═══ TEXTE SOURCE

La théorie philosophique de la connaissance scientifique

Les progrès de la science positive ne sont pas sans conséquence sur la pensée philosophique elle-même. Les sciences couvrant désormais l'ensemble du connaissable ou presque, la philosophie semble littéralement sans objet, d'autant qu'il est impensable qu'elle rivalise avec les sciences positives en utilisant ses propres méthodes. Pour sauver et légitimer son existence, elle en vient à abandonner la connaissance de l'étant aux sciences positives et se tourne vers la connaissance scientifique elle-même. En devenant théorie de la connaissance (Erkenntnistheorie), elle retrouve un domaine spécifique, inaccessible, par principe, aux sciences positives. La théorie de la connaissance est en fait aussi ancienne que la philosophie elle-même : dans le Théétète, Platon cherchait déjà à définir l'essence de la science, et, dans l'Organon, Aristote formalisait le raisonnement scientifique. Mais elle a pris une ampleur nouvelle à la fin du xixe siècle. Afin d'en donner un aperçu, nous allons présenter ici deux des principales tendances apparues à cette époque : le néo-kantisme, qui s'est développé principalement en Allemagne, et le positivisme.

══════
═══ DONNÉES FOURNIES

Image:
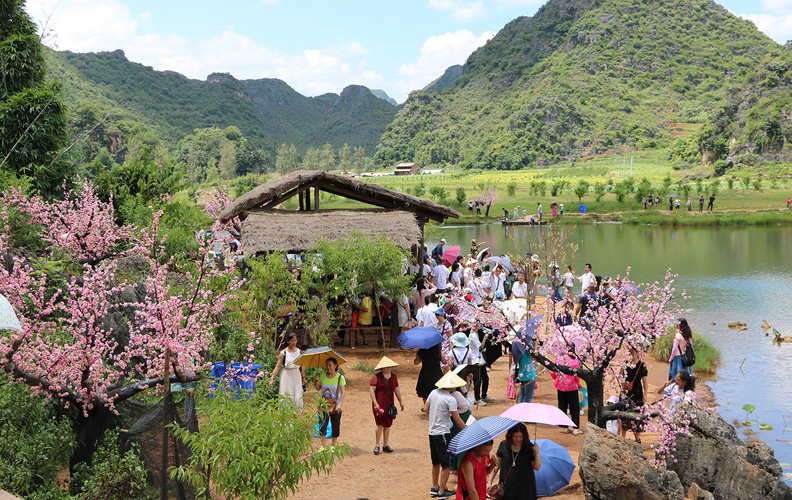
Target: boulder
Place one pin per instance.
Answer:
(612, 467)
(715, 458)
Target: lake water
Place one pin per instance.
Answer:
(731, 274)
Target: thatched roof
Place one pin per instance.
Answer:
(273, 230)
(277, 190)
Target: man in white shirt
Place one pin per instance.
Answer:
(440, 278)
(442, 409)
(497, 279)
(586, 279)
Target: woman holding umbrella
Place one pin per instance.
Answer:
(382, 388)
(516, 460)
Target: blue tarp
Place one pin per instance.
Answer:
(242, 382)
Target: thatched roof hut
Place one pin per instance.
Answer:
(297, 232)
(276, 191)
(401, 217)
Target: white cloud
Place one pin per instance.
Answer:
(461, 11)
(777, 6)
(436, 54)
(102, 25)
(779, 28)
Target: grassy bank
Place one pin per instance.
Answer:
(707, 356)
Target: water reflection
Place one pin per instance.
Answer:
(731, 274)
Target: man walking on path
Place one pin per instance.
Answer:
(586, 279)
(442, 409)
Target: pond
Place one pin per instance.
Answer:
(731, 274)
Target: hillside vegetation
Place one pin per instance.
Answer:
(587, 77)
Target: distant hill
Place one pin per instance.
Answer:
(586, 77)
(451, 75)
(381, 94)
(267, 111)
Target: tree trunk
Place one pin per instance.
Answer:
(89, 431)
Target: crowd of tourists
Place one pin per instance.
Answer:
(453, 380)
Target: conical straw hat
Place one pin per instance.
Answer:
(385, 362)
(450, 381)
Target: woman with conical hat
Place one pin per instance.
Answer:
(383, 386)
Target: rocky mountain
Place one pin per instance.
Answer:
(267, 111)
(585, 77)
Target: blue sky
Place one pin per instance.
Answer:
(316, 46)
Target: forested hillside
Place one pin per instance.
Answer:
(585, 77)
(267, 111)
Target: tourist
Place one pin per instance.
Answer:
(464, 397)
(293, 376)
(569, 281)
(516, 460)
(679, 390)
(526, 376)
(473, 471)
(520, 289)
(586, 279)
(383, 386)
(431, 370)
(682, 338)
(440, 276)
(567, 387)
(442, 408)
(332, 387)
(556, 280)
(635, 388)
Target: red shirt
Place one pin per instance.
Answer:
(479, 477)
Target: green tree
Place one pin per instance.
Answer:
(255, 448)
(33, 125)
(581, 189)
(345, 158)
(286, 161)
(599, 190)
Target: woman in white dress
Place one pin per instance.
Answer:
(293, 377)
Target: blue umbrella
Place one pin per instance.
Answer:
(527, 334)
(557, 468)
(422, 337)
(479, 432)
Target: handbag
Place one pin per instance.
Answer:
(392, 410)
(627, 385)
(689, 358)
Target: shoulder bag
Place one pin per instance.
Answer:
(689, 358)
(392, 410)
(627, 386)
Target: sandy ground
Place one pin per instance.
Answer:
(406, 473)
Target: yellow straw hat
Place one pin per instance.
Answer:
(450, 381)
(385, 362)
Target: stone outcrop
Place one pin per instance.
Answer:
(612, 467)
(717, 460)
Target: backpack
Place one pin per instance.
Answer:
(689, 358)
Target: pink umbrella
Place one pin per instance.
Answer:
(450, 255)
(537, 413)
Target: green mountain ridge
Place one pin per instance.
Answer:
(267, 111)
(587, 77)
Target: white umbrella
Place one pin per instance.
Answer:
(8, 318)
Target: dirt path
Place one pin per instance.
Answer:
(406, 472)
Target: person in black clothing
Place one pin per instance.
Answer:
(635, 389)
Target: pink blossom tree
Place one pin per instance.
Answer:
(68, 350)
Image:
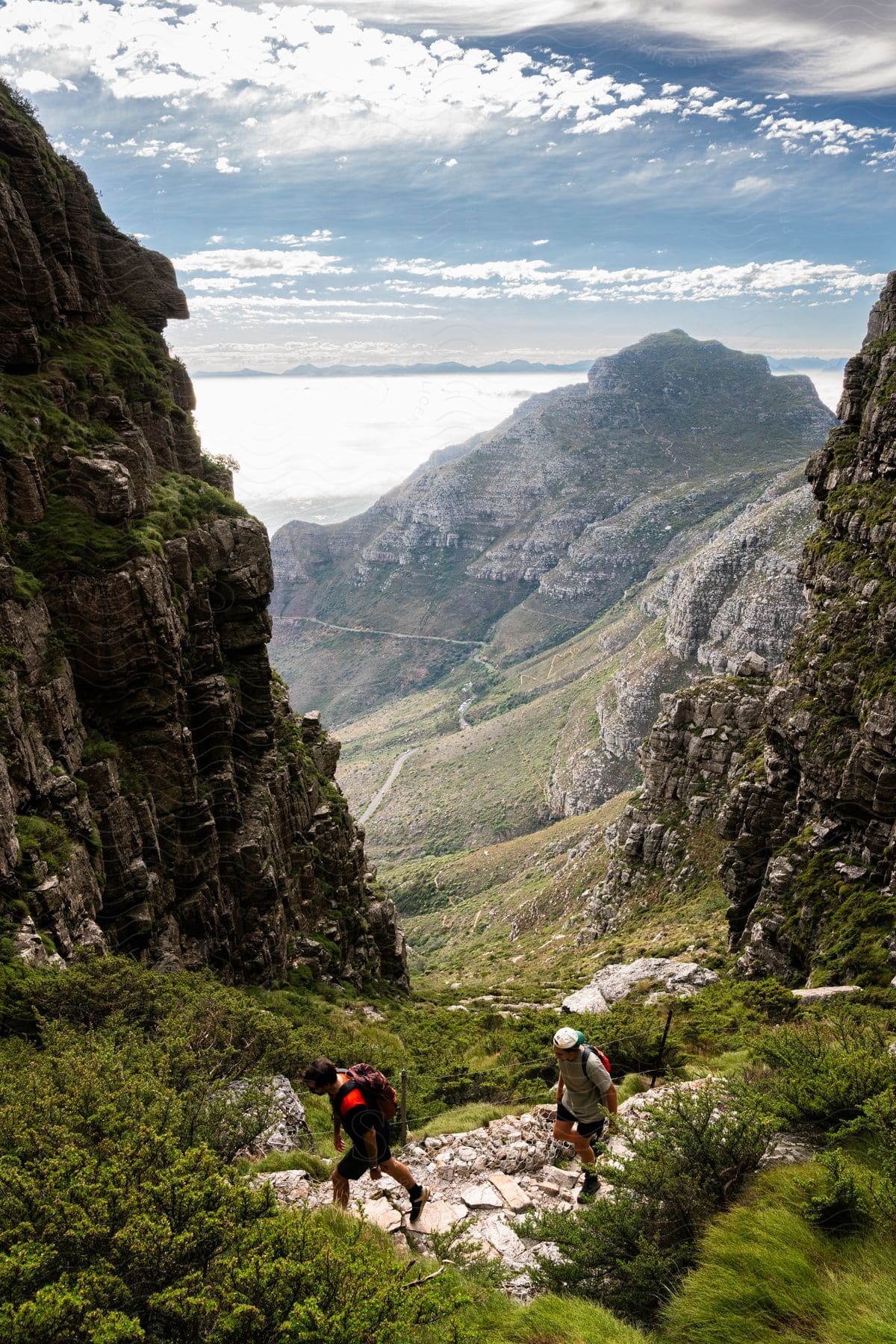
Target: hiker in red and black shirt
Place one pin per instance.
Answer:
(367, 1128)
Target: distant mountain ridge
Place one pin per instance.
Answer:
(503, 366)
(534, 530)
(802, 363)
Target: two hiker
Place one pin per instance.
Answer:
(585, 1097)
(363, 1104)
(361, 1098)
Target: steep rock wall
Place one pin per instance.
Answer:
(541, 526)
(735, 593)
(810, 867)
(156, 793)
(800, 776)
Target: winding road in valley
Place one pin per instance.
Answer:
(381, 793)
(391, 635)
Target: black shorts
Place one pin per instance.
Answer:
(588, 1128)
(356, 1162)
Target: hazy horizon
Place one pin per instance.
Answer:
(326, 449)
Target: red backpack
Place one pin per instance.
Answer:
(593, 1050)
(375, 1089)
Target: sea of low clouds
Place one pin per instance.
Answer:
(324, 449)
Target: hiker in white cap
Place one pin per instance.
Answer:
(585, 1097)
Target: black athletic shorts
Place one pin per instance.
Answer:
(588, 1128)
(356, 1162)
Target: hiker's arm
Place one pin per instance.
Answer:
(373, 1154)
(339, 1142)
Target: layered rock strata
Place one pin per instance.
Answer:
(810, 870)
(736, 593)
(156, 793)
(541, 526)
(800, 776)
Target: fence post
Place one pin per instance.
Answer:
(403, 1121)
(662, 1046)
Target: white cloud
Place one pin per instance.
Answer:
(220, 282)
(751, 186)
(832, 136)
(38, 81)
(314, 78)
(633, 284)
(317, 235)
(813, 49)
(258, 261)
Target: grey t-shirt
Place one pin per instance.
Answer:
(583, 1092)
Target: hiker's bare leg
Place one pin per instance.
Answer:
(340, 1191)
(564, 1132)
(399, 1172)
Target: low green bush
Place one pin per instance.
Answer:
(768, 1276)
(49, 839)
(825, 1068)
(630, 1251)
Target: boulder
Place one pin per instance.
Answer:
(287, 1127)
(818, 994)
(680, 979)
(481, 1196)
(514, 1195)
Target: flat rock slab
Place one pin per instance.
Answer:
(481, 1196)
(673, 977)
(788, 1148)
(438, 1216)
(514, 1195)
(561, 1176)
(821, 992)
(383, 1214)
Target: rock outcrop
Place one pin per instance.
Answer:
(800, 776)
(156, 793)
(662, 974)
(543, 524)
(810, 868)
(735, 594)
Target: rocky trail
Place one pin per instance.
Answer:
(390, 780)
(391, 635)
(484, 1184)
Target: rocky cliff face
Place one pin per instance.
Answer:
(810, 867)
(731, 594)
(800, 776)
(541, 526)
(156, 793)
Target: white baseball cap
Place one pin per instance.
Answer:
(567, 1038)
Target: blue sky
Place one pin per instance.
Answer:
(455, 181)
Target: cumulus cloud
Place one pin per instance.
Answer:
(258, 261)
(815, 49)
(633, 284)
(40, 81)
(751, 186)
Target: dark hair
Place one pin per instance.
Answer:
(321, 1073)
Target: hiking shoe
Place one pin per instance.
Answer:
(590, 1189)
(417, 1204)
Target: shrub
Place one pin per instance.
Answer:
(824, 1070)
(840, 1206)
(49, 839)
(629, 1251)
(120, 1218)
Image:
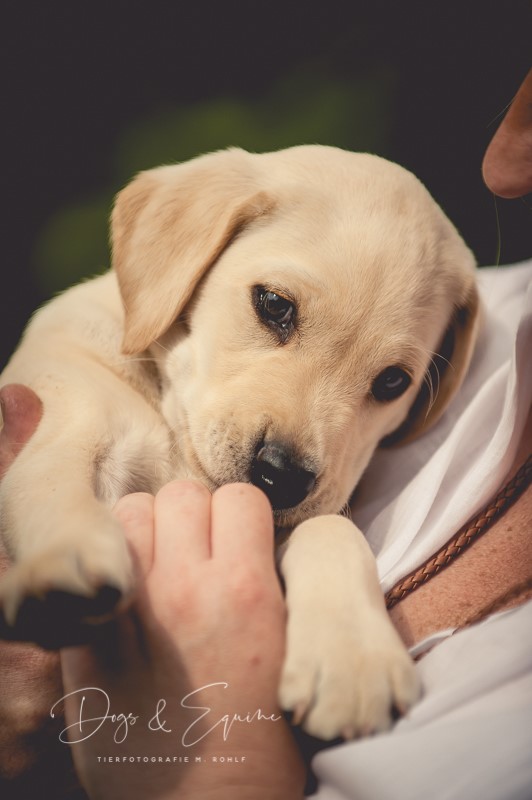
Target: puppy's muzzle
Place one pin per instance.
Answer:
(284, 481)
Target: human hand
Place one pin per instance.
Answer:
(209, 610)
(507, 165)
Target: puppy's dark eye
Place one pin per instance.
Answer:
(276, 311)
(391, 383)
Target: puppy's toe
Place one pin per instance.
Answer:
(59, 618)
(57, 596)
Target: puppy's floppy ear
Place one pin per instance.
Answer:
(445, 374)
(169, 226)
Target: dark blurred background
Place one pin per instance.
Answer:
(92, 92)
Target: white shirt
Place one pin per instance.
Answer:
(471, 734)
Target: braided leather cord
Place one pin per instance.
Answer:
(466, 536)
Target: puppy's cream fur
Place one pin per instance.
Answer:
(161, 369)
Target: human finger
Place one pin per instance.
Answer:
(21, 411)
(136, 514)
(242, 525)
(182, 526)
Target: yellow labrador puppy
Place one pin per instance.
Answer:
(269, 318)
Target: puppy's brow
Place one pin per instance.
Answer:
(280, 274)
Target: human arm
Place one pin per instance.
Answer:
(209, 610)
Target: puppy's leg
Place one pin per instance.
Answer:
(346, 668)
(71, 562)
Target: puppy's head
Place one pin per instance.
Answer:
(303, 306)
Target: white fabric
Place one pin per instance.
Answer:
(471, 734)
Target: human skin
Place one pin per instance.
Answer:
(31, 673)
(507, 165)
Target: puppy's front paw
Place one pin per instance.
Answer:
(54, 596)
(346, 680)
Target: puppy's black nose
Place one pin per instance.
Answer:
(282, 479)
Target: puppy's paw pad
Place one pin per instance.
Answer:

══════

> [TÂCHE DEMANDÉE 1] Selon le texte sur la théorie de la connaissance, pourquoi la philosophie laisse-t-elle la connaissance de l'étant aux sciences positives pour se tourner vers la connaissance scientifique elle-même ? Répondez en une à trois phrases.
> [TÂCHE DEMANDÉE 2] Mettez à l'échelle les lignes des données, en commençant à celle qui contient « Target: puppy's front paw » et en allant jusqu'à la dernière ligne des données, les deux bornes comprises. Recopiez ces lignes, consignes incluses, en multipliant par 1,4 chaque coordonnée des réponses et en arrondissant à l'entier le plus proche, les demis vers le haut.

> [RÉPONSE 1] Les sciences positives couvrant désormais presque tout le connaissable, la philosophie semblait sans objet, et il était impensable qu'elle rivalise avec elles. En se tournant vers la connaissance scientifique, elle sauve et légitime son existence. Devenue théorie de la connaissance, elle retrouve un domaine spécifique, inaccessible par principe aux sciences positives.

> [RÉPONSE 2]
Target: puppy's front paw
Place one pin per instance.
Answer:
(76, 834)
(484, 952)
Target: puppy's black nose
Place one pin per instance.
Answer:
(395, 671)
Target: puppy's paw pad
Place one pin per instance.
Answer:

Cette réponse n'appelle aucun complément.